TO DO »
Gather every line of the items below that contains the word "wall". Case counts.

(Some records)

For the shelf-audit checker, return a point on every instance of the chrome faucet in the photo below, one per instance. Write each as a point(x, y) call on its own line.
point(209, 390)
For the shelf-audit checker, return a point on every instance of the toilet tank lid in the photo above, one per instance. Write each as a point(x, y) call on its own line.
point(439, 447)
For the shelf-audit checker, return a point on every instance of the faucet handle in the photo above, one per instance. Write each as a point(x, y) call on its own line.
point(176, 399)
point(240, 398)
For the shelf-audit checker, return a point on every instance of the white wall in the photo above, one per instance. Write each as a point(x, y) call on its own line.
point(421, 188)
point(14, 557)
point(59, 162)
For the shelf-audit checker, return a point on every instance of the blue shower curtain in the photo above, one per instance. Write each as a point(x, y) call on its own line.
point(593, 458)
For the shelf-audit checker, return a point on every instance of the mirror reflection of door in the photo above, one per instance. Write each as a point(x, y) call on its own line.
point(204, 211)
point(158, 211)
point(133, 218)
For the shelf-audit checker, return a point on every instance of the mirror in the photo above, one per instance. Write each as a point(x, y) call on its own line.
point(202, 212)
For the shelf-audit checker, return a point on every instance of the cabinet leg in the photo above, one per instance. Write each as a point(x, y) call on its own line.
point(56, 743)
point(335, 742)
==
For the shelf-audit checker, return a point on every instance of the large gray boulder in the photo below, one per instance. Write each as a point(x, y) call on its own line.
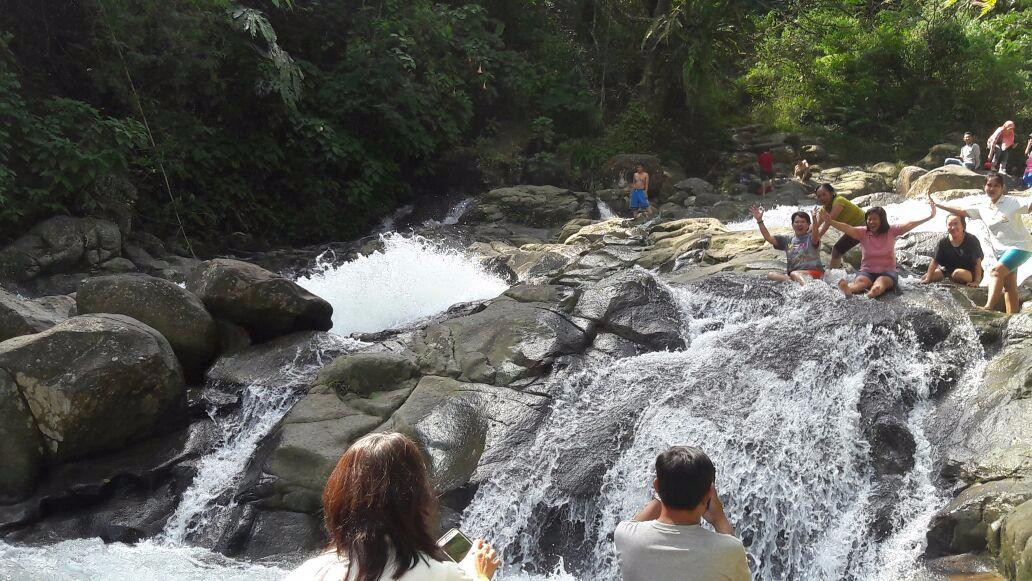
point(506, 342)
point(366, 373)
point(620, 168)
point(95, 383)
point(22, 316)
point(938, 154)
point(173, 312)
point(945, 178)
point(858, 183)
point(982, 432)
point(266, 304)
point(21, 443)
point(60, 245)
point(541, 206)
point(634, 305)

SOLUTION BELOW »
For the shelf-audit checker, return a point on every instance of the white wall in the photo above, one per instance. Write each as a point(x, y) call on its own line.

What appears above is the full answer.